_Task_
Reproduce the records below exactly as they appear.

_Study material_
- Opening Delimiter -
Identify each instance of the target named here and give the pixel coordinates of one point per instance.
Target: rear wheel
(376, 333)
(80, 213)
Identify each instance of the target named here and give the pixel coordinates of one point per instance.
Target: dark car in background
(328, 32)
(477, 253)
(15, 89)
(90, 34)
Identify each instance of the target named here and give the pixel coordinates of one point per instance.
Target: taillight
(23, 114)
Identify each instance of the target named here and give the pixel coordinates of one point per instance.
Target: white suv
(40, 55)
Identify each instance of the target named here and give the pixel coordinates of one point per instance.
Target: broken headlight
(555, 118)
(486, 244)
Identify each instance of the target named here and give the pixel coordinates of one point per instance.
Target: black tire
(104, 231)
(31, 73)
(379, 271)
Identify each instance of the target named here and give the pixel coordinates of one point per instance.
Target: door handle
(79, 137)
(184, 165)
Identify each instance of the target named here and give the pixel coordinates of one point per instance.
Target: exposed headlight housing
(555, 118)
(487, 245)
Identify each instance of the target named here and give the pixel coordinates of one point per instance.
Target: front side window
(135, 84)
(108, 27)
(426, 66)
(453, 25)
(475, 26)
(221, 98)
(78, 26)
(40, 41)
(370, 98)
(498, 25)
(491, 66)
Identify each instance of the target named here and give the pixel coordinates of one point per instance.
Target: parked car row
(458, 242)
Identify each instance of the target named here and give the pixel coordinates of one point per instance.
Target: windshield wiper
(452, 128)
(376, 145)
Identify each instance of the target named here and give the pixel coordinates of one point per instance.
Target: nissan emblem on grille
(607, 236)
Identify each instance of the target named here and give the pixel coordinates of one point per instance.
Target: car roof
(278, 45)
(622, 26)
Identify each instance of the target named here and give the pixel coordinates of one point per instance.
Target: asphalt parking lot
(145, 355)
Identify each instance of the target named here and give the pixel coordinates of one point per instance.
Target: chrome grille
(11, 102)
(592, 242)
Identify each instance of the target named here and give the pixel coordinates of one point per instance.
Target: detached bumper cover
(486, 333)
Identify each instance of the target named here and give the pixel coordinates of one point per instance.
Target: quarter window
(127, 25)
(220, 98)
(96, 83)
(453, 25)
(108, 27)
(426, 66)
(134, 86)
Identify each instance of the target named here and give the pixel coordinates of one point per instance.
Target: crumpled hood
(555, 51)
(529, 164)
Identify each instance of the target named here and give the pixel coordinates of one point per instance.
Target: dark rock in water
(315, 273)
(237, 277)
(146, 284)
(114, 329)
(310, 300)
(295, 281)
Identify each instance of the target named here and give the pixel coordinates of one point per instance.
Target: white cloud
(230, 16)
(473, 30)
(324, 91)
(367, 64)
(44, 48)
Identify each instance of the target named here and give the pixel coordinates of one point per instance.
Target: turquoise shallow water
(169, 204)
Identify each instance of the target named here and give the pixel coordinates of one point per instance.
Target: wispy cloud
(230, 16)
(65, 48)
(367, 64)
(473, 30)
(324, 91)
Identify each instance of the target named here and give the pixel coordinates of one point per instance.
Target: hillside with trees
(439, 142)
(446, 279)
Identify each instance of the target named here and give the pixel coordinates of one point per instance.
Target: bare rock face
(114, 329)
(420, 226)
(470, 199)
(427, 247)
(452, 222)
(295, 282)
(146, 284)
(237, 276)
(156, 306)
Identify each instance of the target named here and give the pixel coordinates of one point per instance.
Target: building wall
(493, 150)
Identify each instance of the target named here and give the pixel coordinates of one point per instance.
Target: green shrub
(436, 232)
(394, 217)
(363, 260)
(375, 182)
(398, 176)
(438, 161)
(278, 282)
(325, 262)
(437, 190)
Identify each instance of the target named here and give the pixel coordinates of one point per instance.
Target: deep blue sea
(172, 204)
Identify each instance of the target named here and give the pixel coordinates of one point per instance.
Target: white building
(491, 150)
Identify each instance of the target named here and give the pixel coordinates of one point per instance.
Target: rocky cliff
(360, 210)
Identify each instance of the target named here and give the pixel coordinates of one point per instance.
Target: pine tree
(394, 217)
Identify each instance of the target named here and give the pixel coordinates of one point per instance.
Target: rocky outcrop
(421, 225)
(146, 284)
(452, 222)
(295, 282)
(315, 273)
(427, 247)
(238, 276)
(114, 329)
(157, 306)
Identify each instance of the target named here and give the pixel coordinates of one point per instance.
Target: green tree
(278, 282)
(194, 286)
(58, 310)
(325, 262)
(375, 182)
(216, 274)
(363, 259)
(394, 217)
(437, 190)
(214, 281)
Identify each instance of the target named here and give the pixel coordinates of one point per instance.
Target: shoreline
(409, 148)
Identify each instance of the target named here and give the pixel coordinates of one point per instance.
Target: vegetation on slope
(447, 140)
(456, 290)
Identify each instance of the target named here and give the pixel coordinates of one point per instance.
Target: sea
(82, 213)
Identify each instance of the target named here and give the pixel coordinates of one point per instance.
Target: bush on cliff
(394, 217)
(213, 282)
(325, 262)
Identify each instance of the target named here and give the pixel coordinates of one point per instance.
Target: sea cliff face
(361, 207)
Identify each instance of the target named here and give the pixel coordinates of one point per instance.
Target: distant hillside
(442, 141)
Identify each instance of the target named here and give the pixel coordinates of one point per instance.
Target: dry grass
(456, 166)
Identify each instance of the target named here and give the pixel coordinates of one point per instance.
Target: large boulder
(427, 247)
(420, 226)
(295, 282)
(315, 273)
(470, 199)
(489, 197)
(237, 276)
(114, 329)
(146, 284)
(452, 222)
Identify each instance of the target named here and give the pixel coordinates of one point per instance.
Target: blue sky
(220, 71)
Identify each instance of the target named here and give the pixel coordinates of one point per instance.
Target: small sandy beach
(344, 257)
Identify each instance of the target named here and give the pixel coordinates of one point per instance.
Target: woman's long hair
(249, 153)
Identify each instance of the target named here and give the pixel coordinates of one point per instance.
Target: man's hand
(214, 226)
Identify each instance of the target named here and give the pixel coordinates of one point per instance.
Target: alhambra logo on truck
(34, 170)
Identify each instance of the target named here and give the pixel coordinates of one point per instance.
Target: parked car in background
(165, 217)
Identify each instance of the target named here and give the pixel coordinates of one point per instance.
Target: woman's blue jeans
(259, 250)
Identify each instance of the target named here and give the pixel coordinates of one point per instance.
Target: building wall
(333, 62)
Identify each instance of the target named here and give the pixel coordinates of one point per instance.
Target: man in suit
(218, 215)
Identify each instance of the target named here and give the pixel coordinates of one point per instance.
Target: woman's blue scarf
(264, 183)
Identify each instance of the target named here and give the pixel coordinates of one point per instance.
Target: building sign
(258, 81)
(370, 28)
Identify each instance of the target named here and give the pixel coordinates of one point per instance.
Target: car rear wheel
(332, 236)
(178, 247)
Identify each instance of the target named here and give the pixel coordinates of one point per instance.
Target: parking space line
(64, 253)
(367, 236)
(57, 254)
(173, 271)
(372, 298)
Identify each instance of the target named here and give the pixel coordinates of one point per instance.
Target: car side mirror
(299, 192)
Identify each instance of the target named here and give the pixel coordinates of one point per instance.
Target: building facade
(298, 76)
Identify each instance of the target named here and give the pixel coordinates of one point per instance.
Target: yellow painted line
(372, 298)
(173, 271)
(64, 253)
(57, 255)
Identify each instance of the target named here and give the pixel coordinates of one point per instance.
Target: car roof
- Closing Delimiter -
_Task response_
Identify each instance of the target named here and give the pixel coordinates of one point per instance.
Target: rear wheel
(376, 333)
(80, 213)
Identify each instance of the target named here and give the pixel coordinates of one point per instance.
Target: dark car in background
(328, 32)
(477, 253)
(15, 89)
(90, 34)
Identify each instance of the target named here and give the pixel coordinates of one point per instance.
Target: taillight
(23, 114)
Identify each instance of the target named here and give the pixel coordinates of one point per instance.
Target: white suv
(40, 55)
Identify each instance of the target named here and give the pixel coordinates of one point per instance.
Target: broken headlight
(555, 118)
(486, 244)
Identify each instance of the target named here and give the pixel coordinates of one point per instance.
Target: black tire
(104, 231)
(31, 73)
(379, 271)
Identify each instance of the target named here and give the pixel coordinates of one point per instance.
Target: door handle
(79, 137)
(184, 165)
Identify each instance of the target named here and give the pixel coordinates of one point per instance.
Target: exposed headlight housing
(555, 118)
(487, 245)
Identify each instance of the target named here and give the pixel coordinates of one point per instance.
Target: front side window
(135, 84)
(108, 27)
(426, 66)
(453, 25)
(475, 26)
(221, 98)
(78, 26)
(40, 41)
(370, 98)
(498, 25)
(491, 66)
Identify each instance of the target named here and give the pixel coordinates of one point per instance.
Target: parked car row
(458, 242)
Identify each instance of the target named here and give the pixel coordinates of one point per instance.
Target: windshield wiper
(452, 128)
(376, 145)
Identify each instance of the target named here and give the pixel coordinates of one point per instance.
Target: nissan emblem on grille
(607, 236)
Identify each instance of the target named here and give the pixel coordinates of one point per instance.
Target: car roof
(278, 45)
(622, 26)
Identify each instance of the target named here and give the pixel coordinates of one point per instance.
Target: asphalt parking lot
(145, 355)
Identify each instance of the target named here and give the pixel coordinates of one point per instance.
Target: chrome grille
(11, 102)
(592, 242)
Identify each instance of the target named here and give the pixel coordinates of one point per instance.
Target: detached bumper cover
(486, 333)
Identify each instance of the target named here and give the pixel coordinates of one point per instance.
Target: quarter window
(127, 25)
(220, 98)
(96, 83)
(453, 25)
(108, 27)
(426, 66)
(134, 86)
Identify each instance of the target named here and give the pixel coordinates of one point per instance.
Target: crumpled hood
(555, 51)
(529, 164)
Identify each instance of the target named here and give the pixel coordinates of one point per instance.
Target: dark rock in water
(315, 273)
(237, 277)
(146, 284)
(114, 329)
(310, 300)
(295, 281)
Identify each instance of the target named here and give the pixel coordinates of one point per instance.
Target: white cloud
(230, 16)
(473, 30)
(324, 91)
(367, 64)
(44, 48)
Identify each instance of the target named here and give the pixel coordinates of one point per instance.
Target: turquoise shallow water
(169, 204)
Identify each instance of the target named here and give the pixel coordinates of one point per instance.
Target: wispy cloud
(230, 16)
(65, 48)
(367, 64)
(473, 30)
(324, 91)
Identify each instance of the target named here and give the pixel coordinates of one point per instance.
Target: hillside with trees
(439, 142)
(446, 279)
Identify each instance of the target named here and give the pixel coordinates of one point per instance.
Target: bare rock face
(114, 329)
(420, 226)
(470, 199)
(427, 247)
(452, 222)
(295, 282)
(146, 284)
(237, 276)
(156, 306)
Identify each instance of the target named here and give the pixel coordinates of one point per instance.
Target: building wall
(493, 150)
Identify each instance of the target named here and give the pixel coordinates of one point per instance.
Target: green shrub
(436, 232)
(394, 217)
(363, 260)
(375, 182)
(398, 176)
(438, 161)
(278, 282)
(325, 262)
(437, 190)
Identify each instance of the target named here and give the pixel coordinates of one point per instance.
Target: deep blue sea
(172, 204)
Identify each instance of the target named here and give the pixel coordinates of one point per instance.
Target: white building
(491, 150)
Identify each instance of the target named here and give the pixel coordinates of one point per instance.
Target: rocky cliff
(360, 210)
Identify each instance of the target named here and give the pixel coordinates of one point per instance.
Target: pine tree
(394, 217)
Identify each instance of the target named here and give the pixel coordinates of one point per instance.
Target: rocky outcrop
(421, 225)
(146, 284)
(452, 222)
(295, 282)
(315, 273)
(427, 247)
(238, 276)
(114, 329)
(157, 306)
Identify each instance of the target named here and give the pixel coordinates of one point per instance.
Target: green tree
(278, 282)
(194, 286)
(58, 310)
(325, 262)
(375, 182)
(216, 274)
(363, 259)
(394, 217)
(437, 190)
(214, 281)
Identify each instance of the target named here and give the pixel coordinates of one point per instance.
Target: shoreline
(409, 148)
Identify each instance of the target named here and give the pixel coordinates of one point per instance.
Target: vegetation on slope
(447, 140)
(456, 290)
Identify each instance of the target named here and give the pixel coordinates of one point per instance.
Target: sea
(82, 213)
Identify each instance of the target named here and give the pixel coordinates of one point per instance.
Target: bush on cliff
(394, 217)
(213, 282)
(325, 262)
Identify each instance of the target named here and give the pixel coordinates of one point per instance.
Target: sea cliff face
(361, 207)
Identify each instance of the target named here and give the pixel coordinates of one point per instance.
Target: distant hillside
(442, 141)
Identify each instance of the target named here and give the pixel coordinates of one point per instance.
Target: dry grass
(456, 166)
Identify each instance of the target named here and give the pixel coordinates of one point per instance.
Target: large boulder
(427, 247)
(420, 226)
(295, 282)
(315, 273)
(470, 199)
(489, 197)
(237, 276)
(114, 329)
(146, 284)
(452, 222)
Identify each instance of the target named here and give the pixel coordinates of one point per instance.
Target: blue sky
(220, 71)
Identify each instance of the target named here and give the pixel coordinates of one point per instance.
Target: small sandy beach
(344, 257)
Identify each instance of the target named here and give the pixel coordinates of one point per instance.
Target: woman's long hair
(249, 153)
Identify each instance of the target named here and give the pixel coordinates of one point per instance.
Target: man's hand
(214, 226)
Identify each instance of the target named here and give the pixel coordinates of one point per instance.
Target: alhambra logo on truck
(34, 170)
Identify each instance of the target named here and give the pixel coordinates of one point per instance.
Target: parked car in background
(165, 217)
Identify each instance of the target named here and give the pixel coordinates of one point per instance.
Target: woman's blue jeans
(259, 250)
Identify each instance of the target named here and give the pixel coordinates of one point per instance.
Target: building wall
(333, 62)
Identify each instance of the target named here and give the pixel coordinates of one point per instance.
Target: man in suit
(218, 215)
Identify each instance of the target named here and give the pixel coordinates of one point per instance.
Target: woman's blue scarf
(264, 183)
Identify each instance of the target named here and give the pixel coordinates of one point per instance.
Target: building sign
(258, 81)
(370, 28)
Identify each instance of the target named here and give the pixel coordinates of one point per instance.
Target: car rear wheel
(332, 236)
(178, 247)
Identify each instance of the target named here and give the pixel coordinates of one point per instance.
Target: parking space line
(64, 253)
(367, 236)
(57, 254)
(173, 271)
(372, 298)
Identify each instance of the target named here and give the pixel coordinates of one point per instance.
Target: car side mirror
(299, 192)
Identify each instance of the target named here and give the pixel coordinates of one point per instance.
Target: building facade
(298, 76)
Identify each instance of the target named here and give the pixel coordinates of one point per instance.
Target: yellow painted line
(372, 298)
(173, 271)
(64, 253)
(57, 255)
Identify each instance of the target named here and give the pixel coordinates of one point per instance.
Target: car roof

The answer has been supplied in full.